*EXERCISE*:
Starting at the beginning of the records and ending at the line that contains "[145,69,440,241]", write out every line again, requests included, with each bounding-box coordinate in the answers scaled by 2 and rounded to a whole number, halves rounded up. Leave the pictures out of your answer.

-- BEGIN --

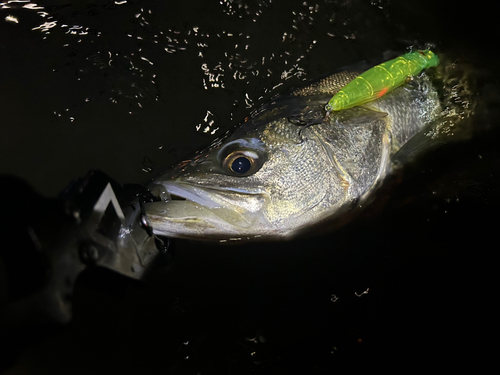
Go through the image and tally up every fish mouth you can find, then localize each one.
[144,182,268,239]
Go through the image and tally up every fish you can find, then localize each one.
[144,58,441,242]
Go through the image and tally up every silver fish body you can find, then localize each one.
[145,69,440,241]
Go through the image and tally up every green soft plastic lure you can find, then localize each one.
[326,49,439,111]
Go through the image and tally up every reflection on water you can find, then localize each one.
[0,0,500,374]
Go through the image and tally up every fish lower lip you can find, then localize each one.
[163,182,225,208]
[170,194,186,201]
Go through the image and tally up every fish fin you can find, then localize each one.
[392,126,445,165]
[334,106,387,125]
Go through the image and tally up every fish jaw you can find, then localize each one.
[145,181,272,240]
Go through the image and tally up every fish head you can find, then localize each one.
[146,102,343,240]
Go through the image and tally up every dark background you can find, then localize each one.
[0,0,500,374]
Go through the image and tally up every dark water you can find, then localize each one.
[0,0,500,374]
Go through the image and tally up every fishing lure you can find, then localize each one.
[326,49,439,112]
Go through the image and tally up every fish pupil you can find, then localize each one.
[231,156,252,174]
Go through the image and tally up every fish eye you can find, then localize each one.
[223,150,259,176]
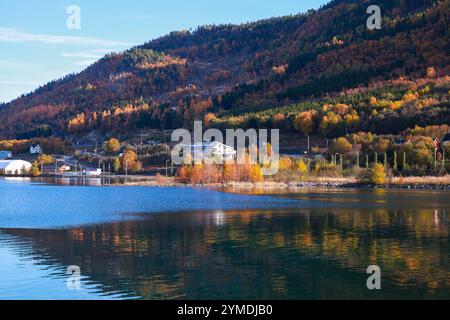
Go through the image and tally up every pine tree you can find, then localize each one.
[394,151,398,171]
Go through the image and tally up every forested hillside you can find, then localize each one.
[0,0,450,138]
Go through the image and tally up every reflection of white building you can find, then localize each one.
[187,141,236,161]
[30,144,43,154]
[0,160,31,175]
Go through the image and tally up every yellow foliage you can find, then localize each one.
[370,163,386,185]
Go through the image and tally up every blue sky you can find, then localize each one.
[0,0,329,102]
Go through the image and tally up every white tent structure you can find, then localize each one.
[0,160,31,175]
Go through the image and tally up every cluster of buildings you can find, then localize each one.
[0,145,42,176]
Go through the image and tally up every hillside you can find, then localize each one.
[0,0,450,138]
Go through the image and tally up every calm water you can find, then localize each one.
[0,179,450,299]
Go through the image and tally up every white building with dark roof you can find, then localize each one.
[0,160,31,176]
[0,151,12,160]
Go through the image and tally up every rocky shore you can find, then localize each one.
[118,176,450,190]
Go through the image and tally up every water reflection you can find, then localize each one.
[0,208,450,299]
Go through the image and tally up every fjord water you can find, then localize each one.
[0,180,450,299]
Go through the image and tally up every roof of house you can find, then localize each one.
[442,133,450,143]
[0,160,31,170]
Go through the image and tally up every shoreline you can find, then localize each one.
[0,175,450,191]
[119,176,450,191]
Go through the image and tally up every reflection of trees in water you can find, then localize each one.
[1,209,450,299]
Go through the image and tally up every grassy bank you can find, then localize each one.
[121,175,450,190]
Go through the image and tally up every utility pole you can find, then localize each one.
[307,136,311,155]
[166,160,169,178]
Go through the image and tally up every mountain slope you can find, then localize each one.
[0,0,450,138]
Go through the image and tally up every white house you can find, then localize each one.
[30,144,43,154]
[0,160,31,175]
[188,141,237,161]
[0,151,12,160]
[83,169,102,177]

-- END --

*IN RESPONSE*:
Go through the image and tally up every fish mouth you can find, then localize each one.
[288,364,536,478]
Go through the image and tally up every fish you can find, then localize each one.
[288,116,882,484]
Go through the image and tally up every silver fish body you can find, then localize each one.
[290,138,880,482]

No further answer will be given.